▶ ABOUT THIS EXERCISE: In the lines below, look for "range". Copy each line where it appears.

** Opening DATA RECORDS block **

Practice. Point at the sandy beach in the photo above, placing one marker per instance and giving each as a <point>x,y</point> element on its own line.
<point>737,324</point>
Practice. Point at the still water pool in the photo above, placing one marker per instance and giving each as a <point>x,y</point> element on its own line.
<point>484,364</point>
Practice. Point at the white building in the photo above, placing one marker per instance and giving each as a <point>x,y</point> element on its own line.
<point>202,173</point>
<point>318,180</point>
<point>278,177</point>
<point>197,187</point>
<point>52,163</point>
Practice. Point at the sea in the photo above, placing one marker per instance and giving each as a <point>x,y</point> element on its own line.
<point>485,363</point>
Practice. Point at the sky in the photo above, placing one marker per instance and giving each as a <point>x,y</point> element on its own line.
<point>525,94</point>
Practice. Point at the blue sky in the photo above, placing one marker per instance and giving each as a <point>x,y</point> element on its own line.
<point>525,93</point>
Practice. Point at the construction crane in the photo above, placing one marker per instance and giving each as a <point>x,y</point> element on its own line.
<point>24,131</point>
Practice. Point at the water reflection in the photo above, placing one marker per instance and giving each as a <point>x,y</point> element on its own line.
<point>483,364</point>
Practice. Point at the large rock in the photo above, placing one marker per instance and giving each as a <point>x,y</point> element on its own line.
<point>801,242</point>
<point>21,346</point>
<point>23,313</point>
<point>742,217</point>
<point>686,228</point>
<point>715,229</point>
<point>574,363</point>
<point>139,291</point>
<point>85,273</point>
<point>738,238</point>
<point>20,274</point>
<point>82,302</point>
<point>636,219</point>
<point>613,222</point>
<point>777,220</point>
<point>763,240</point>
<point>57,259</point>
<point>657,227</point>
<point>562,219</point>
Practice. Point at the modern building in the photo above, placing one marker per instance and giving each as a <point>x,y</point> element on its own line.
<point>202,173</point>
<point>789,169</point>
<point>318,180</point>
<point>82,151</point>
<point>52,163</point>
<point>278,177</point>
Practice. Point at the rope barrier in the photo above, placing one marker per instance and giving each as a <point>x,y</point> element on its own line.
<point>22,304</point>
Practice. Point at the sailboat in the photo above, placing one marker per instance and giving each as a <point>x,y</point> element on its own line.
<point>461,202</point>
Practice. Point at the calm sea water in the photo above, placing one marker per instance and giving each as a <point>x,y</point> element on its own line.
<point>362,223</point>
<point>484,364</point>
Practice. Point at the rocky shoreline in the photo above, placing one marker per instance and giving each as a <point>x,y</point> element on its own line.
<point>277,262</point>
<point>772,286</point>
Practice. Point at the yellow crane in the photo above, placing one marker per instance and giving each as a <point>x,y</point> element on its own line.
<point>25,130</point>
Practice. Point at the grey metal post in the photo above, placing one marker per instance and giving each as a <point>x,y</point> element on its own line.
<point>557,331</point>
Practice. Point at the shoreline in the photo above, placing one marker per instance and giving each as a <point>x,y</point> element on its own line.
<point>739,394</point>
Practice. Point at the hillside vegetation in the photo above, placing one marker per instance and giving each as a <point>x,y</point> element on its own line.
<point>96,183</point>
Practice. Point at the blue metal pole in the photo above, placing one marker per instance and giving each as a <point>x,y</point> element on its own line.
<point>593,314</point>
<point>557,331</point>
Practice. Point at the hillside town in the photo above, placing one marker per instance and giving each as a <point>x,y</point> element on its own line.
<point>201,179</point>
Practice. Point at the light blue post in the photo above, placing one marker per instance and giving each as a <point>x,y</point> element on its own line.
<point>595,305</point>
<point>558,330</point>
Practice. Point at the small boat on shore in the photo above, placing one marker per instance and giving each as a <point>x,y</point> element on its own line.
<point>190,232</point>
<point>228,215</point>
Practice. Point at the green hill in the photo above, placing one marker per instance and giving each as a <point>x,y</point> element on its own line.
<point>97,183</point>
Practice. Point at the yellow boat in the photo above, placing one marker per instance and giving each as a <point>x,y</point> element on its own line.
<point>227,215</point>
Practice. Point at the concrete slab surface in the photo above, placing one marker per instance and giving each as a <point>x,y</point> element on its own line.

** Closing DATA RECORDS block **
** Opening DATA RECORDS block **

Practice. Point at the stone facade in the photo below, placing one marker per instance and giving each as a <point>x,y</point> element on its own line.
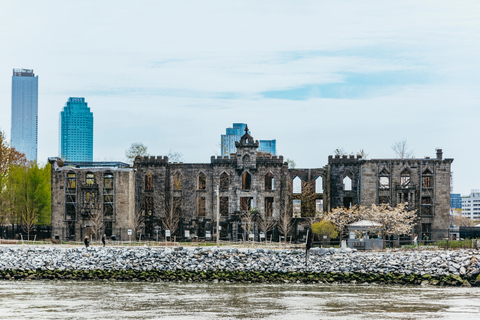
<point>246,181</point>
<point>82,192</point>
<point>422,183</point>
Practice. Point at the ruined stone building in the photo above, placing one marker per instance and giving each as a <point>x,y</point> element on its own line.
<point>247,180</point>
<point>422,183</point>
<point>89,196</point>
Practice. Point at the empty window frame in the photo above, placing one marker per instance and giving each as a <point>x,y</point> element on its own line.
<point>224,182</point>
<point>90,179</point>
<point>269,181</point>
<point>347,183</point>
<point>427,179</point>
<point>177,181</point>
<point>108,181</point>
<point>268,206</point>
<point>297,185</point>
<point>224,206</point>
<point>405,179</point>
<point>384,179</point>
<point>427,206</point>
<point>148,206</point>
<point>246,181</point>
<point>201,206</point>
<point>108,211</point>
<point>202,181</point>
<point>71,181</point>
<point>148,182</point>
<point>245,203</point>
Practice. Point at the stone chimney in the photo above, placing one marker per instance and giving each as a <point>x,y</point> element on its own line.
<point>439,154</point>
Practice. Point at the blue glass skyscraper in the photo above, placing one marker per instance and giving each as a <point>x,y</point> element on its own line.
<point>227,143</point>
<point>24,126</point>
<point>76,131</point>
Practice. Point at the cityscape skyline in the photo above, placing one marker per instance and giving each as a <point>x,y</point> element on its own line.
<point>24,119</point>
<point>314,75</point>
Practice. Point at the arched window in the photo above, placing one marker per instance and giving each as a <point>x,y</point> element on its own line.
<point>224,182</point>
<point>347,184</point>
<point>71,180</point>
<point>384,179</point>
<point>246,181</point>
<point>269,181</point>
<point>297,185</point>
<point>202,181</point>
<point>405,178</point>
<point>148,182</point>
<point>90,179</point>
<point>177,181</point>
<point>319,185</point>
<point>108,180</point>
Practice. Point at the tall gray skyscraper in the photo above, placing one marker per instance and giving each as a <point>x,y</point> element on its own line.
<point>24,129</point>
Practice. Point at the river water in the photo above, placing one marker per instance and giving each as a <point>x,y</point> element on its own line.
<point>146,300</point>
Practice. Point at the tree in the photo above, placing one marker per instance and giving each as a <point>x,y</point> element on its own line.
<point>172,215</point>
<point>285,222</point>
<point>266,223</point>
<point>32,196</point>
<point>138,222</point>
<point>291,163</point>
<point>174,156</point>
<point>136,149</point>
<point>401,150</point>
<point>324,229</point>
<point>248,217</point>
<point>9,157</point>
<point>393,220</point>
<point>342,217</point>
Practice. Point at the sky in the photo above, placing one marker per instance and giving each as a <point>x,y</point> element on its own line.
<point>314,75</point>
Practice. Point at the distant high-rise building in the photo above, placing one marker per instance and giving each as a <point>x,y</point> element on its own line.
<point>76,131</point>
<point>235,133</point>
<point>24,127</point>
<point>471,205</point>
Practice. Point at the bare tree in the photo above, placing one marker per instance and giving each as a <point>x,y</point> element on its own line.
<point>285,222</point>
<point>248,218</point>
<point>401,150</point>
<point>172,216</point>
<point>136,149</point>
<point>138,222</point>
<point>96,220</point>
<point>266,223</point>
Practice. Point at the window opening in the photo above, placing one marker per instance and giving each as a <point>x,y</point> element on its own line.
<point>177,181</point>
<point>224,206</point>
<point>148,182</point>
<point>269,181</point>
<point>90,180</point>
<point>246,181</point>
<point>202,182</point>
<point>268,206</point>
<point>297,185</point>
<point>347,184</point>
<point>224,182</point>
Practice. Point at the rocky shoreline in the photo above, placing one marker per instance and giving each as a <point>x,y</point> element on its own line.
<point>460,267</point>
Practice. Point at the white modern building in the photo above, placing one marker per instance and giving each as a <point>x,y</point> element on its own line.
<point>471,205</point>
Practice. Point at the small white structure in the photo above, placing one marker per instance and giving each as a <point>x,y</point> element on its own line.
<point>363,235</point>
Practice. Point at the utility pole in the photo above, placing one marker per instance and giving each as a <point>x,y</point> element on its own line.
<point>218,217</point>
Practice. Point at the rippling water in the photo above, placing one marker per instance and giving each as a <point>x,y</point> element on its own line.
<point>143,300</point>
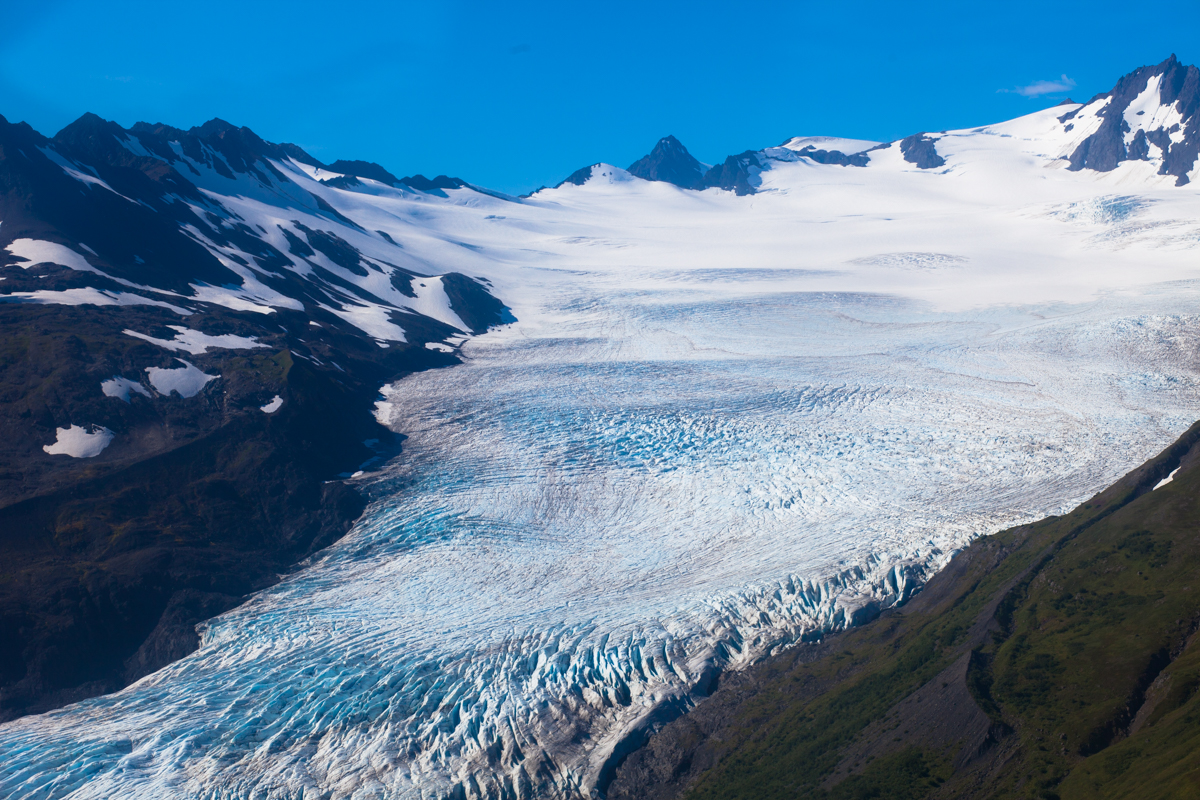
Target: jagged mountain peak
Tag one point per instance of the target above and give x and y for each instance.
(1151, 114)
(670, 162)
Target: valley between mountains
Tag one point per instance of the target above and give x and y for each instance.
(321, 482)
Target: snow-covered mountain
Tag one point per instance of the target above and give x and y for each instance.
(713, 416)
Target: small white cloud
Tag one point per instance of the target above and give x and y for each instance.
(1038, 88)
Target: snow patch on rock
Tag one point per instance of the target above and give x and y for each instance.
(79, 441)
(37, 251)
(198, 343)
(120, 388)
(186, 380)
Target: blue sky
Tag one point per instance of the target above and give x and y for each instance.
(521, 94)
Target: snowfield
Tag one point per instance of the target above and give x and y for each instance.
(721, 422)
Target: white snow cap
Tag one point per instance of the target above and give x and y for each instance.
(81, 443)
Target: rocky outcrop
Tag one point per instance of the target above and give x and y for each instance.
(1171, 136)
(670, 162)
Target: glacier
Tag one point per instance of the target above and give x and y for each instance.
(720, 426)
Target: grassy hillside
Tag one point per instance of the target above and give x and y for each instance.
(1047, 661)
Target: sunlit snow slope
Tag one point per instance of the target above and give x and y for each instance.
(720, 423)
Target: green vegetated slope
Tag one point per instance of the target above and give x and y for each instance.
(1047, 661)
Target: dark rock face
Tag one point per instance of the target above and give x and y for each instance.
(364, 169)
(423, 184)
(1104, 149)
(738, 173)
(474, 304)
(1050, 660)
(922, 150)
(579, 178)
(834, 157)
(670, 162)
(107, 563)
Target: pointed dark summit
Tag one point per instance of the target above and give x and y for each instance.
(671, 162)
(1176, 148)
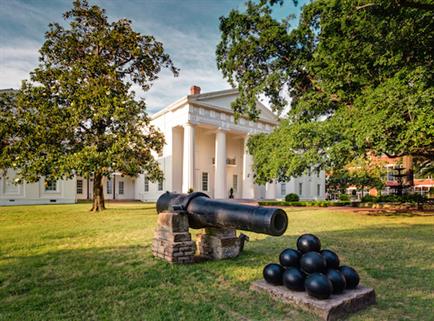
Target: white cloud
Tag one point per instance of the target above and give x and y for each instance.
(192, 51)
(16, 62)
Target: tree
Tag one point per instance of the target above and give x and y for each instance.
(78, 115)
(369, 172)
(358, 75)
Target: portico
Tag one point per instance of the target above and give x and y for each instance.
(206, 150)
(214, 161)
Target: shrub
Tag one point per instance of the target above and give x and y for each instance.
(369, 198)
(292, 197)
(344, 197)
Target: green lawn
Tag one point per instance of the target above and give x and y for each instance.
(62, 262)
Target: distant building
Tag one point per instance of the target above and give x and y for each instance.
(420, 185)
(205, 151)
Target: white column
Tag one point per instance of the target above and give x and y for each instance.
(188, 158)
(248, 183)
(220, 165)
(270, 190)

** Closing DATA RECORDS block **
** Opening DATA RECORDS block **

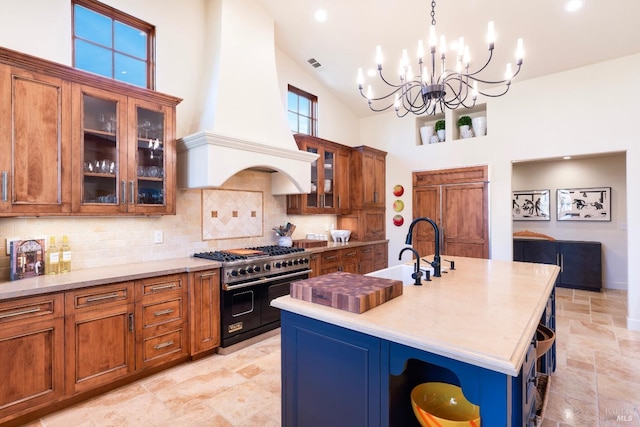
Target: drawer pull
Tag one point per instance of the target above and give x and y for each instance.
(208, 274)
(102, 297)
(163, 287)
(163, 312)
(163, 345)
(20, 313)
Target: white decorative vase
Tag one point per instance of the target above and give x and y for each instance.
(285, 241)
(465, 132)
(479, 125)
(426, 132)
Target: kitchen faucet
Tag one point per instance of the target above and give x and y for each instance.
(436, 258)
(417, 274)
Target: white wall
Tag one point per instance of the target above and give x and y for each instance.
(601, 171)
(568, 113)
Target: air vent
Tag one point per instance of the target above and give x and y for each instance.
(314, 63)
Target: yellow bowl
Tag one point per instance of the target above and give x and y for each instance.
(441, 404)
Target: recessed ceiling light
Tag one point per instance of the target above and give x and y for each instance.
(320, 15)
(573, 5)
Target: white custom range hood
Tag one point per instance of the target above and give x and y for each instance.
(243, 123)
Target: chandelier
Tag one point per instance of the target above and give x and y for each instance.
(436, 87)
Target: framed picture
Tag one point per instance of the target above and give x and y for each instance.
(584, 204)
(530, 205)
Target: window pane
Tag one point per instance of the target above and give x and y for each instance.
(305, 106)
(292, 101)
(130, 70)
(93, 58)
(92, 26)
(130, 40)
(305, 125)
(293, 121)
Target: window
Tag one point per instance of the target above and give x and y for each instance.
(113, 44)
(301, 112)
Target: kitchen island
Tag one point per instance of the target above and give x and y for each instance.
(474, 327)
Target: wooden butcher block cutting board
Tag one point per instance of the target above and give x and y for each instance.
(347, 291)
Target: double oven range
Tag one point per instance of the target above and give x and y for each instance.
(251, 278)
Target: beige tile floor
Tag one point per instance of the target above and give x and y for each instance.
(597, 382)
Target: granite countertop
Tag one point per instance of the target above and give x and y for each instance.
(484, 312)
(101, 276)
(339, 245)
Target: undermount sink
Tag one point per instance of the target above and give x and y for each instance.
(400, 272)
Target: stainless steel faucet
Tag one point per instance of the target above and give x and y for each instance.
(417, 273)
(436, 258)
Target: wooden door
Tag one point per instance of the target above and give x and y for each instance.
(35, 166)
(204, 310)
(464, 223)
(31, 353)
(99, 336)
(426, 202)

** Closing DATA RECORDS block **

▶ ANSWER TO THIS PROBLEM:
Target: white custom range hood
Target: double oven range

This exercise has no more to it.